### Given problem:
Format every line below as a Markdown table with two columns, Row and Line, giving each row a number and omitting blank lines. Leave the pictures out of the answer.

Stored items

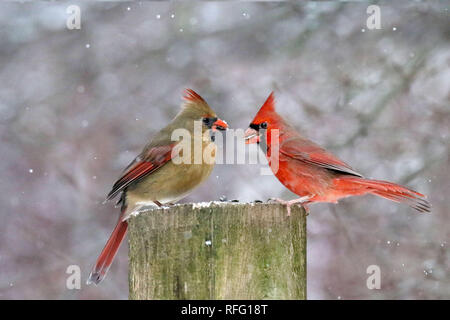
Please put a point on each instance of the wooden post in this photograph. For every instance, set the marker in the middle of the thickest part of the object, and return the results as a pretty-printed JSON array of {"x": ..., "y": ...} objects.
[{"x": 218, "y": 250}]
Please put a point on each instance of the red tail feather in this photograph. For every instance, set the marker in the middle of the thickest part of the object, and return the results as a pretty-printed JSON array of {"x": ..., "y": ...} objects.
[
  {"x": 385, "y": 189},
  {"x": 108, "y": 253}
]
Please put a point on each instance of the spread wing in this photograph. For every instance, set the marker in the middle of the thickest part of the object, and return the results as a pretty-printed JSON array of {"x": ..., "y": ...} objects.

### Exercise answer:
| Row | Line |
|---|---|
| 1 | Please put a point on each instance of the wooden post in this photograph. For every instance, set the marker in the middle of the thickest part of the object, and return the results as a pretty-printed JSON array of {"x": ..., "y": ...} objects. |
| 2 | [{"x": 218, "y": 250}] |
| 3 | Please put a point on each instance of the red tail feather in this photograph. For every instance, set the marker in the middle of the thickest part of the object, and return the results as a pretty-printed JSON array of {"x": ..., "y": ...} objects. |
| 4 | [ |
| 5 |   {"x": 385, "y": 189}, |
| 6 |   {"x": 108, "y": 253} |
| 7 | ] |
| 8 | Please put a point on each instance of the spread wing in this photograph. For every instance, set the marker in the middle of the thickest part of the object, and return the results as a pretty-printed JSON array of {"x": ..., "y": ...} objects. |